EXERCISE DESCRIPTION
Emit the entire listing verbatim.
+++ RECORDS FOR THE EXERCISE +++
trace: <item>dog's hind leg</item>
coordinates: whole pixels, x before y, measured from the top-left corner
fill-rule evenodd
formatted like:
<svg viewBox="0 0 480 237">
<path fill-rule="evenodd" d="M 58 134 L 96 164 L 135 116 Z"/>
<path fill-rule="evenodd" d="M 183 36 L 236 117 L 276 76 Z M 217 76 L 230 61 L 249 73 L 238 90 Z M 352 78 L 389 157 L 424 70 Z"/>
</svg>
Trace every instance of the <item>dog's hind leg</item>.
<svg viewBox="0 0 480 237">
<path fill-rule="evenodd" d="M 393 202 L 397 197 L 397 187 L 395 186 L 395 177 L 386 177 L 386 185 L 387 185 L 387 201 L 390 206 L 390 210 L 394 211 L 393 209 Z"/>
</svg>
+++
SOLUTION
trace: <item>dog's hind leg</item>
coordinates: whole pixels, x before y, measured from the top-left corner
fill-rule evenodd
formatted like:
<svg viewBox="0 0 480 237">
<path fill-rule="evenodd" d="M 58 134 L 96 164 L 135 116 Z"/>
<path fill-rule="evenodd" d="M 183 36 L 236 117 L 276 76 Z M 217 76 L 230 61 L 249 73 L 238 90 Z M 352 78 L 389 157 L 424 70 Z"/>
</svg>
Trace every instance of the <item>dog's hind leg</item>.
<svg viewBox="0 0 480 237">
<path fill-rule="evenodd" d="M 393 202 L 397 197 L 397 187 L 395 186 L 395 177 L 386 177 L 386 185 L 387 185 L 387 201 L 390 206 L 390 210 L 394 211 L 393 209 Z"/>
</svg>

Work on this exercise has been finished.